::: SUPPLIED RECORDS :::
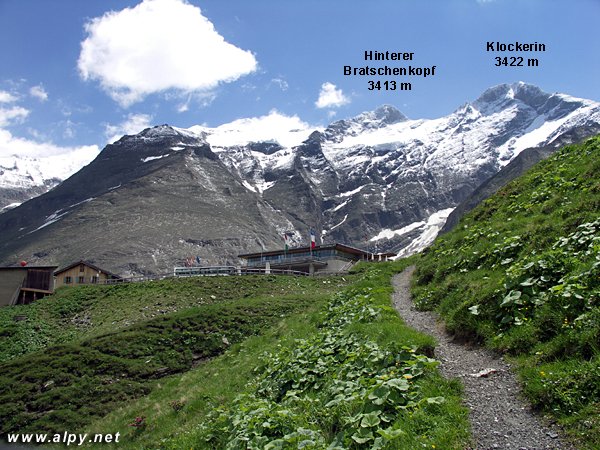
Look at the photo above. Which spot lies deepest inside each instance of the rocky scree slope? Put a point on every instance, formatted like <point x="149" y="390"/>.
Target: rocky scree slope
<point x="378" y="181"/>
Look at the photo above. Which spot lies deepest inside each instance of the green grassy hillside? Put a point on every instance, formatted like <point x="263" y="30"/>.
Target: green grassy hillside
<point x="78" y="312"/>
<point x="93" y="370"/>
<point x="522" y="273"/>
<point x="265" y="363"/>
<point x="348" y="375"/>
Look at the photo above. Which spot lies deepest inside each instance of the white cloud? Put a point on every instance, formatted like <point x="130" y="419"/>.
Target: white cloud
<point x="156" y="46"/>
<point x="7" y="97"/>
<point x="14" y="146"/>
<point x="280" y="83"/>
<point x="11" y="115"/>
<point x="331" y="97"/>
<point x="38" y="92"/>
<point x="133" y="124"/>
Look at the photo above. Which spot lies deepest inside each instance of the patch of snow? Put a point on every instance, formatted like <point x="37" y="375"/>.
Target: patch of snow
<point x="352" y="192"/>
<point x="389" y="234"/>
<point x="263" y="186"/>
<point x="340" y="206"/>
<point x="433" y="226"/>
<point x="337" y="225"/>
<point x="10" y="206"/>
<point x="248" y="186"/>
<point x="152" y="158"/>
<point x="27" y="171"/>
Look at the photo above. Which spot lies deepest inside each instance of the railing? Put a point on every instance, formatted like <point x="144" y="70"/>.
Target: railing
<point x="203" y="271"/>
<point x="295" y="259"/>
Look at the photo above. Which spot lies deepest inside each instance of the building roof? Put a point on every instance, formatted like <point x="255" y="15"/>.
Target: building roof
<point x="291" y="251"/>
<point x="90" y="265"/>
<point x="28" y="267"/>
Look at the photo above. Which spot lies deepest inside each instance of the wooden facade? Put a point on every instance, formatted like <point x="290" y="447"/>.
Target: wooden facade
<point x="82" y="272"/>
<point x="19" y="285"/>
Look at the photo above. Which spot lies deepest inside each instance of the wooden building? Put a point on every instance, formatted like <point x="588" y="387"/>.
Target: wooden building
<point x="19" y="285"/>
<point x="329" y="258"/>
<point x="82" y="272"/>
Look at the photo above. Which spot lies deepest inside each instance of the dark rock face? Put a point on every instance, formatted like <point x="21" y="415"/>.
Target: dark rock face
<point x="378" y="181"/>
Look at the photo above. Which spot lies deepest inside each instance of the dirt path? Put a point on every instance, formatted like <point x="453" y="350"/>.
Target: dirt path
<point x="500" y="419"/>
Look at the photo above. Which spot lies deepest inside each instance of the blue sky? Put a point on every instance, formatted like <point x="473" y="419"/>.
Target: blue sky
<point x="75" y="74"/>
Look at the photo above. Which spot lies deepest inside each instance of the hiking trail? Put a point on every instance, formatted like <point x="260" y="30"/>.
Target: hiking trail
<point x="500" y="417"/>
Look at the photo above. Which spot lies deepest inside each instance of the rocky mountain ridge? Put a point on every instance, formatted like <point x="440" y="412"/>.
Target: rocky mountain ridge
<point x="379" y="181"/>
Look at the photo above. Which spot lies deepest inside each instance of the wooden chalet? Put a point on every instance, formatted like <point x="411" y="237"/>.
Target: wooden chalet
<point x="328" y="258"/>
<point x="82" y="272"/>
<point x="24" y="284"/>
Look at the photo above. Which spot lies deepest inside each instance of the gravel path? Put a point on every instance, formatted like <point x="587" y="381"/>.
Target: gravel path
<point x="500" y="419"/>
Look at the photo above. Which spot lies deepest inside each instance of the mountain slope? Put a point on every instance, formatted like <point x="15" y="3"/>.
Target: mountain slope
<point x="522" y="273"/>
<point x="25" y="177"/>
<point x="378" y="180"/>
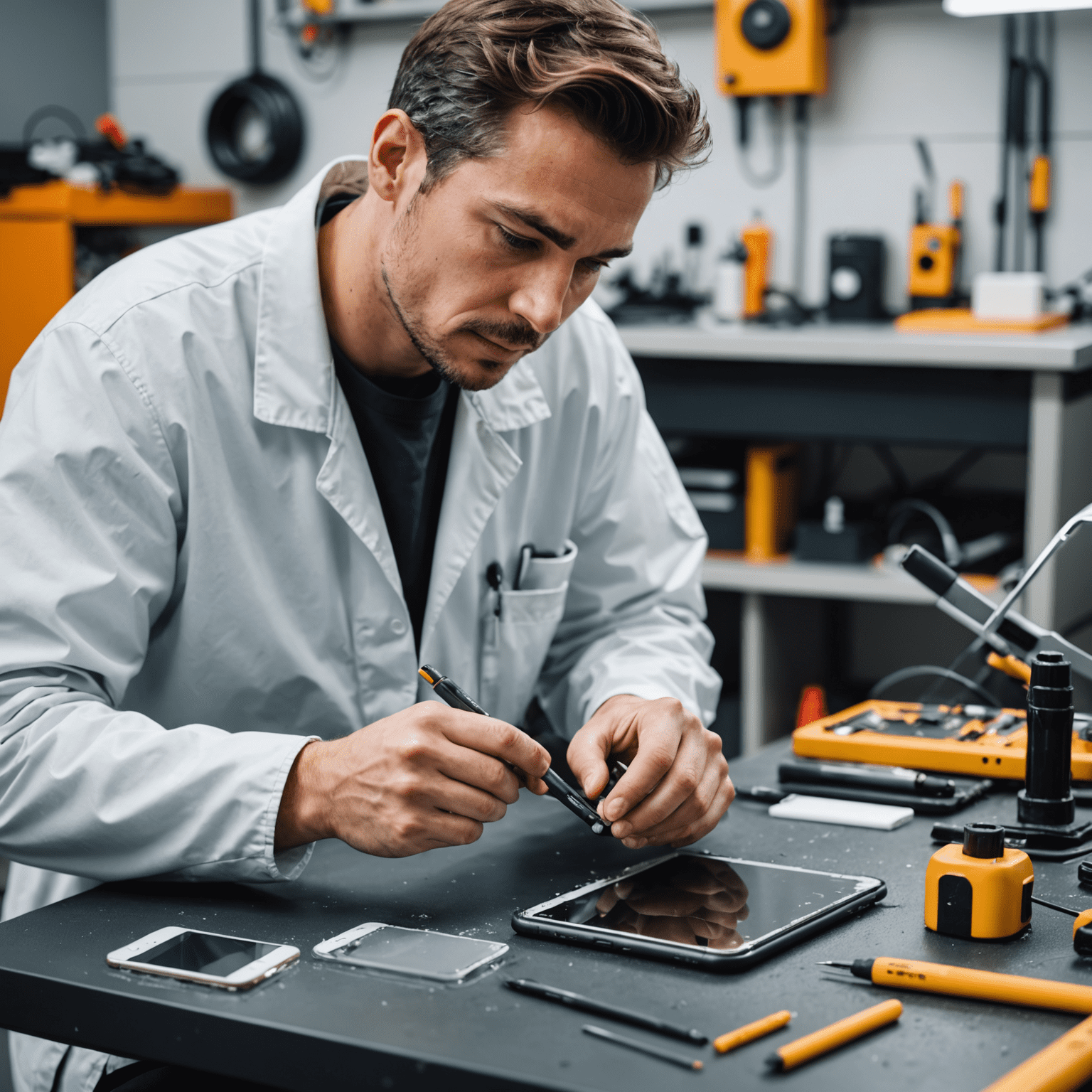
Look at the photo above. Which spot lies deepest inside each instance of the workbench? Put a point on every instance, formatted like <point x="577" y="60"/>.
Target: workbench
<point x="322" y="1027"/>
<point x="870" y="383"/>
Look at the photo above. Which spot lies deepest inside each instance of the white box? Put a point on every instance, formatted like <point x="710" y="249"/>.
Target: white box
<point x="1007" y="295"/>
<point x="841" y="813"/>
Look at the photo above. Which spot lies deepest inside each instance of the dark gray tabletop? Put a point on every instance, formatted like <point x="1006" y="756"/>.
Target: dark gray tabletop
<point x="322" y="1027"/>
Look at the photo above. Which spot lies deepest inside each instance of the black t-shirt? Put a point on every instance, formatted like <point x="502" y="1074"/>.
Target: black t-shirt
<point x="405" y="428"/>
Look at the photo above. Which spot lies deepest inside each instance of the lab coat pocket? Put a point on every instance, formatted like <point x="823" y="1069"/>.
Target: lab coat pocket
<point x="518" y="633"/>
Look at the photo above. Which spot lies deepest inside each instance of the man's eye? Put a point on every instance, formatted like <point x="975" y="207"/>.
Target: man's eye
<point x="517" y="242"/>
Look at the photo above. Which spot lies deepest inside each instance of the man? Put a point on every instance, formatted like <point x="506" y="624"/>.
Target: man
<point x="252" y="478"/>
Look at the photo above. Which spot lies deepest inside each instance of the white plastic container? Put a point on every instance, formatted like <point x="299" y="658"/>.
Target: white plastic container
<point x="729" y="291"/>
<point x="1007" y="296"/>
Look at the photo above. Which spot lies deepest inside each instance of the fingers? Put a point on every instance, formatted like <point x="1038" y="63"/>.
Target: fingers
<point x="684" y="780"/>
<point x="476" y="770"/>
<point x="472" y="803"/>
<point x="692" y="809"/>
<point x="588" y="754"/>
<point x="692" y="831"/>
<point x="539" y="788"/>
<point x="494" y="737"/>
<point x="656" y="753"/>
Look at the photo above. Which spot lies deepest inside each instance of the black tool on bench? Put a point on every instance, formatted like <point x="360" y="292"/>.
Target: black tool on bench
<point x="1045" y="806"/>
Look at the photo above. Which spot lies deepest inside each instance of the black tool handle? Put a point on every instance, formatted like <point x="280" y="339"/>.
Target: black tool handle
<point x="604" y="1010"/>
<point x="557" y="786"/>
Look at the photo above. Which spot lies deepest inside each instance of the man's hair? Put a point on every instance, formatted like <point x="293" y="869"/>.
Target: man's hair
<point x="474" y="60"/>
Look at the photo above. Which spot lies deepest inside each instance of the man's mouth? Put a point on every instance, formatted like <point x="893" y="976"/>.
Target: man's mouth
<point x="500" y="346"/>
<point x="507" y="338"/>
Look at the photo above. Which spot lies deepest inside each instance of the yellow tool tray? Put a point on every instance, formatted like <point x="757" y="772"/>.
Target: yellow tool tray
<point x="943" y="739"/>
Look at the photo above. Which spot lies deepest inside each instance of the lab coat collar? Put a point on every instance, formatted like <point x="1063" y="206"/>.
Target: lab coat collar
<point x="294" y="372"/>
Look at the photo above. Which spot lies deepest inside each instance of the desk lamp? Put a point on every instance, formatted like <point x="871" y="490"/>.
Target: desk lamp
<point x="1068" y="530"/>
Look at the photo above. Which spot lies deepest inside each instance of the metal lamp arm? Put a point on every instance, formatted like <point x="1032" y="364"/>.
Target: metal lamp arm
<point x="1085" y="515"/>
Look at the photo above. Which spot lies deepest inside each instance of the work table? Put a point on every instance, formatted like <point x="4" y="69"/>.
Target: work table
<point x="1068" y="348"/>
<point x="324" y="1027"/>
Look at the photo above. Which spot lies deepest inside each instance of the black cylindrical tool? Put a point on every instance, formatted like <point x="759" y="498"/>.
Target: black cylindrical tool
<point x="1046" y="798"/>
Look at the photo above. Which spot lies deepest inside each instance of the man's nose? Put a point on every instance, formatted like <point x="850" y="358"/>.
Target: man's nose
<point x="540" y="299"/>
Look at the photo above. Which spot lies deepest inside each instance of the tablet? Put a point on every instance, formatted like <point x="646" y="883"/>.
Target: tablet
<point x="719" y="913"/>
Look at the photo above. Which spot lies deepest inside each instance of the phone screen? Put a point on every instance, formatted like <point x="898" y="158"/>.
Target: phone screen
<point x="205" y="953"/>
<point x="417" y="951"/>
<point x="706" y="902"/>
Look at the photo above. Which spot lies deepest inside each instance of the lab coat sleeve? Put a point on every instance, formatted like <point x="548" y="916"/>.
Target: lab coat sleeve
<point x="92" y="513"/>
<point x="633" y="619"/>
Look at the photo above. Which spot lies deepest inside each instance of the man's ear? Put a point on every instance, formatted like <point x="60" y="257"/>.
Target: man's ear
<point x="397" y="161"/>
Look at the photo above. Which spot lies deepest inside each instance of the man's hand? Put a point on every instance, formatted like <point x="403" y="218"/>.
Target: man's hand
<point x="424" y="778"/>
<point x="678" y="786"/>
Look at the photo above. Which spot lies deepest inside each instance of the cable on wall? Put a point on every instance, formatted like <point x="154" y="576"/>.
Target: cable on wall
<point x="256" y="129"/>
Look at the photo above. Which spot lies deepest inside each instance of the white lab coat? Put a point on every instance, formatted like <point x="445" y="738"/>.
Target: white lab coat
<point x="196" y="576"/>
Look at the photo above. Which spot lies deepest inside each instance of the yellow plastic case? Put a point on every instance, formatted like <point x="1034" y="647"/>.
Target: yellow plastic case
<point x="996" y="890"/>
<point x="959" y="753"/>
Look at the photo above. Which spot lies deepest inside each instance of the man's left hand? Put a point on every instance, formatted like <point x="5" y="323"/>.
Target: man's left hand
<point x="678" y="786"/>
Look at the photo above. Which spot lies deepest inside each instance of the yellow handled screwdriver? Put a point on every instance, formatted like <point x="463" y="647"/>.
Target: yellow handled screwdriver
<point x="963" y="982"/>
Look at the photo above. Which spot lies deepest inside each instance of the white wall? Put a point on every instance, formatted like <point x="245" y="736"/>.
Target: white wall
<point x="51" y="53"/>
<point x="896" y="73"/>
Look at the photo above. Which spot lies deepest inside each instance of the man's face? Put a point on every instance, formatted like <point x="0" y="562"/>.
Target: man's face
<point x="495" y="257"/>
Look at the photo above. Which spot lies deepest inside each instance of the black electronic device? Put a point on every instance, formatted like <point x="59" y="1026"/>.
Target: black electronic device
<point x="717" y="913"/>
<point x="855" y="279"/>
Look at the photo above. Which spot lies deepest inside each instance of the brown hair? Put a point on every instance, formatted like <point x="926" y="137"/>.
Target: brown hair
<point x="474" y="60"/>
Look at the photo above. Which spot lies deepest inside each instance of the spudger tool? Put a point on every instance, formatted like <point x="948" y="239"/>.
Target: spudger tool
<point x="604" y="1010"/>
<point x="556" y="786"/>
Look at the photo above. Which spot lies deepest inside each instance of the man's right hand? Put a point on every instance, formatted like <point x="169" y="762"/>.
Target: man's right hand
<point x="423" y="778"/>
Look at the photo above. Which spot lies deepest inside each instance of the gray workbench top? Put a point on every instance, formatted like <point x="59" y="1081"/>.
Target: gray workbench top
<point x="1065" y="350"/>
<point x="322" y="1027"/>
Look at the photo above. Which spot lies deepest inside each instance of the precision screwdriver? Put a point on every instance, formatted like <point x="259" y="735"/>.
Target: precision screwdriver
<point x="557" y="786"/>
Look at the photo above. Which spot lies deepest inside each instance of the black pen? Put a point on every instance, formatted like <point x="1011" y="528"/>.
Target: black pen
<point x="604" y="1010"/>
<point x="557" y="786"/>
<point x="884" y="778"/>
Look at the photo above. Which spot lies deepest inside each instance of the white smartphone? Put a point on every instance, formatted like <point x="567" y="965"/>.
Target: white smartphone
<point x="421" y="953"/>
<point x="207" y="958"/>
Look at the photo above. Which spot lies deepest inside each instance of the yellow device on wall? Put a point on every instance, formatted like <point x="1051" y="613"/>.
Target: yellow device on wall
<point x="771" y="47"/>
<point x="757" y="240"/>
<point x="934" y="258"/>
<point x="962" y="739"/>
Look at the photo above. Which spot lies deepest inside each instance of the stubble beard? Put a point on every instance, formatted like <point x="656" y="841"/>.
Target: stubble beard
<point x="433" y="352"/>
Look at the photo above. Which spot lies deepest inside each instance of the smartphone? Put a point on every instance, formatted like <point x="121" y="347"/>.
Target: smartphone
<point x="719" y="913"/>
<point x="419" y="953"/>
<point x="207" y="958"/>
:::
WHAT IS EXPECTED :: Copy out the lines starting at the one containing "the black pen?" and ending with the last line of the entries. Include nothing else.

RESULT OF THIS TASK ::
Look at the photo above. Which spot lies deepest inside each instance of the black pen? Put a point on every instance, formatted like <point x="1011" y="528"/>.
Target: black pen
<point x="604" y="1010"/>
<point x="557" y="786"/>
<point x="884" y="778"/>
Look at the photo above. Which spot lies deepest inside each instance of the white smartphone? Put a point on every instance, formatted like <point x="567" y="965"/>.
Target: white smartphone
<point x="421" y="953"/>
<point x="207" y="958"/>
Look at the photo above. Which spot lies deepest inside each instance of the yellow device on wall? Put a point on every instance, formatted like <point x="1051" y="613"/>.
Target: yellow device on wall
<point x="771" y="47"/>
<point x="757" y="240"/>
<point x="934" y="258"/>
<point x="962" y="739"/>
Look at the photo above. Which spot lies deepest inside each instance of the stubble beard? Put a point on every instance, formatted like <point x="656" y="841"/>.
Target: stubble beard
<point x="433" y="352"/>
Look at the photo above. Which spot lies deepest inside each instance of the smartphone? Put a point on every instance, formatted like <point x="121" y="347"/>.
Target: smartphone
<point x="719" y="913"/>
<point x="419" y="953"/>
<point x="207" y="958"/>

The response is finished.